TASK PROMPT
Starting at the line containing "Place one keypoint per instance of the golden" and ending at the end of the listing, reproduce every line, requests included, with each keypoint coordinate in the answers scaled by 0.9 and rounded to a whole number, halves up. Omit the pictures from your output.

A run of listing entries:
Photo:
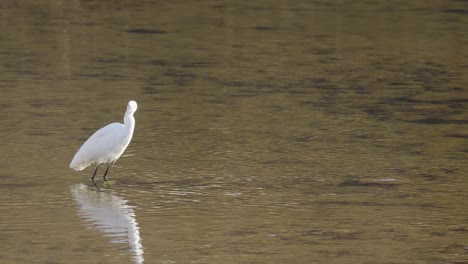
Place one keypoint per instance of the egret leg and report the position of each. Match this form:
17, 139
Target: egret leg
94, 174
105, 173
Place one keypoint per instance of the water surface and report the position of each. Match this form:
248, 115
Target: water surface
267, 132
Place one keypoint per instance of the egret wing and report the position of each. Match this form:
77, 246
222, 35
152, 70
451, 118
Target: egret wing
98, 148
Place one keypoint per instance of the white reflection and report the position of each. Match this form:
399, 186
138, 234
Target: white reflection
111, 215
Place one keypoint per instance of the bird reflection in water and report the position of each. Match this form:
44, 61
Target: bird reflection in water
111, 215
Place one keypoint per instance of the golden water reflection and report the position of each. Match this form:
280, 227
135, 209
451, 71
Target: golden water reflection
110, 214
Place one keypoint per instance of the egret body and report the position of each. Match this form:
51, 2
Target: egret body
107, 144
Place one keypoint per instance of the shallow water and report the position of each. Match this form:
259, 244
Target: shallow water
267, 132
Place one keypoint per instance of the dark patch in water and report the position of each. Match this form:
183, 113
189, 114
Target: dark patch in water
357, 183
457, 136
145, 31
265, 28
411, 100
438, 121
457, 11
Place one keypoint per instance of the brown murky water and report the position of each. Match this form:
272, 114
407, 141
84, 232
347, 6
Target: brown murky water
267, 131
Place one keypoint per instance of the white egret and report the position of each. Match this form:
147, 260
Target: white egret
107, 144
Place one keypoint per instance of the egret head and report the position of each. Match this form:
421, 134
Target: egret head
132, 107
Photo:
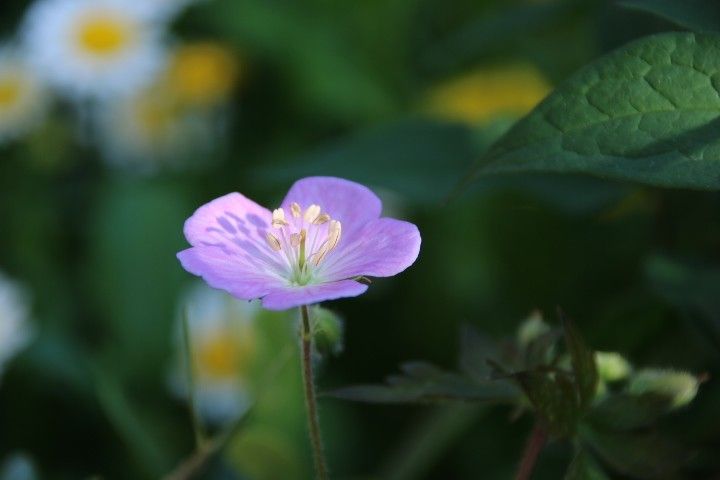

CORRECT RESULT
Place one keypoint per instance of the golden water reflection and report the position of each. Match this form:
280, 227
135, 209
451, 71
Target: golden water reflection
99, 193
Place one keypoint per instance of the egret body and report the position of each. Match this form:
51, 2
Target: egret body
96, 130
Place one keypoint per instance of the shallow water and report the position of each. Match this form:
259, 244
Target: shallow water
240, 119
Place one keypoint per instance of the dark patch in water and report the position of each. Match this form:
183, 113
189, 114
Target: dark patch in water
321, 165
411, 122
131, 28
239, 25
370, 90
394, 109
411, 10
Place one keypoint per instance of the brown murky water and report the position of each. Match this form:
272, 114
407, 141
84, 232
347, 6
Target: brown murky water
240, 118
Place one keypoint per instance of the white egret and report the position of each. Match this form:
147, 260
Target: white egret
96, 130
Place one keypoint per instance of the egret head and report the position of each. Match this form:
421, 134
Target: egret head
119, 96
Photo:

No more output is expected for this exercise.